## CONSIGNES DE L'EXERCICE
1) Recopiez fidèlement un passage de l'entretien, en commençant à "David Bowie, Station" et en terminant à "jouer ce soir ?".
2) Répondez brièvement, d'après l'entretien :
(a) Avec quel producteur le groupe a-t-il travaillé sur Tell me I'm pretty ?
(b) Quel album de Neil Young figure parmi les préférés cités ?
(c) Combien de temps s'est écoulé depuis la sortie du dernier album ?

## EXTRAIT DE L'ENTRETIEN
Avec quels artistes voudrais-tu collaborer, dans le futur ?
Oh, il y en a tellement ! Kendrick Lamar, Chance the rapper, Tom Waits, La Femme, j’aime beaucoup ce groupe, The Growlers, Julian Casablancas…
Vous avez collaboré avec Dan Auebarch, le producteur des Black Keys sur Tell me I’m pretty. Certains critiques disent que ses morceaux ont tendances à se ressembler. N’avez vous pas eu peur que votre nouvel album soit trop proche de ses productions habituelles ?
Non. Ce que l’on cherchait, c’était quelque chose de plus brut, plus épuré. Sur Melophobia, on a travaillé très dur pour avoir un résultat léché, bien produit. Avec Dan, on a voulu être plus subtils, moins emportés. L’énergie et l’intensité étaient toujours là. Le résultat était plutôt inattendu.
Si tu devais choisir un album favori ? (Matt hésite longuement.) Bon, ok, peut-être deux ?
David Bowie, Station to Station serait l’un de mes préférés, c’est sûr… The Freewheelin’ de Bob Dylan serait définitivement l’un de mes favoris… L’album Harvest de Neil Young serait aussi dans cette liste.
Est-ce qu’on aura la chance de vous retrouver dans la programmation de festival français cet été ?
C’est le plan, oui…
C’est une surprise ?
Oui, c’est une surprise !
Cela fait plus d’un an que votre dernier album est sorti. Est-ce que vous travaillez sur de nouvelles chansons ?
Oui.
Allez-vous les jouer ce soir ?

## DONNÉES FOURNIES
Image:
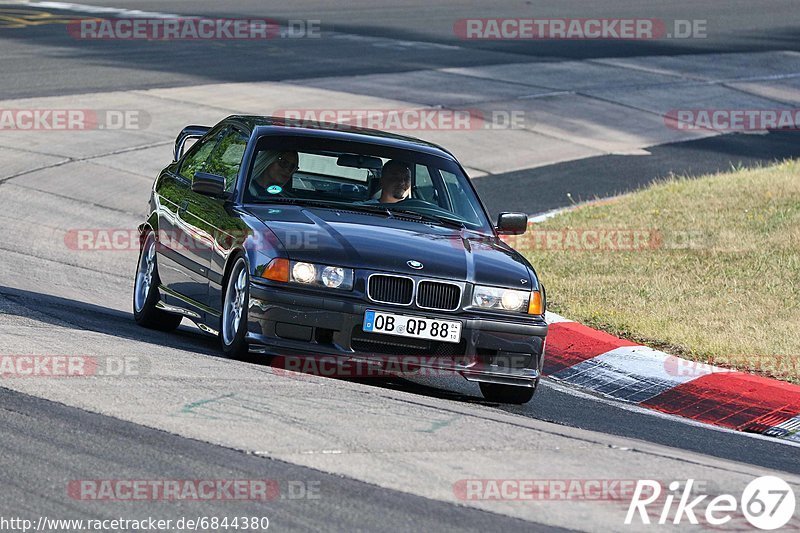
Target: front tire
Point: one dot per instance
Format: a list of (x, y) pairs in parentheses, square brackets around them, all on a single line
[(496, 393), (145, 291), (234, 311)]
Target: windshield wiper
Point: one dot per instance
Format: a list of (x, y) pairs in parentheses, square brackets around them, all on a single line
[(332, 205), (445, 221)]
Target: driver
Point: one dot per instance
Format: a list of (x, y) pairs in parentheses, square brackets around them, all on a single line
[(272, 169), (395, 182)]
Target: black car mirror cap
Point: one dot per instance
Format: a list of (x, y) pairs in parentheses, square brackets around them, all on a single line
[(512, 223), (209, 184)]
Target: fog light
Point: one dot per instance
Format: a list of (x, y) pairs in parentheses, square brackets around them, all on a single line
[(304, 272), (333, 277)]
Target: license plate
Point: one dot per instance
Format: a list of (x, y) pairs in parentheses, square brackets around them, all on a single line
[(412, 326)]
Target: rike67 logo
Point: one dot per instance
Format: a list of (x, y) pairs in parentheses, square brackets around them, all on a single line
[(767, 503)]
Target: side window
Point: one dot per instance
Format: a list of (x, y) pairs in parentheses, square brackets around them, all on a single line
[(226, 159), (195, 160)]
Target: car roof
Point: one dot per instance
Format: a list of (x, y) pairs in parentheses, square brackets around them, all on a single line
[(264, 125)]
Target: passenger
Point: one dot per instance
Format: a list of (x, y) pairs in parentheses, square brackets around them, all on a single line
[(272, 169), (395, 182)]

==

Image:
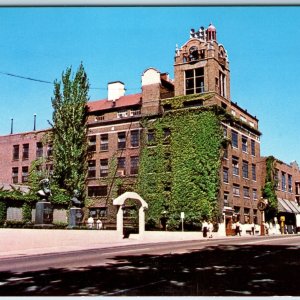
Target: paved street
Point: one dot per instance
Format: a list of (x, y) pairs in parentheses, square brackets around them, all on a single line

## RÉSULTATS FINAUX
1)
David Bowie, Station to Station serait l’un de mes préférés, c’est sûr… The Freewheelin’ de Bob Dylan serait définitivement l’un de mes favoris… L’album Harvest de Neil Young serait aussi dans cette liste.
Est-ce qu’on aura la chance de vous retrouver dans la programmation de festival français cet été ?
C’est le plan, oui…
C’est une surprise ?
Oui, c’est une surprise !
Cela fait plus d’un an que votre dernier album est sorti. Est-ce que vous travaillez sur de nouvelles chansons ?
Oui.
Allez-vous les jouer ce soir ?

2)
(a) Dan Auebarch, le producteur des Black Keys.
(b) Harvest.
(c) Plus d'un an.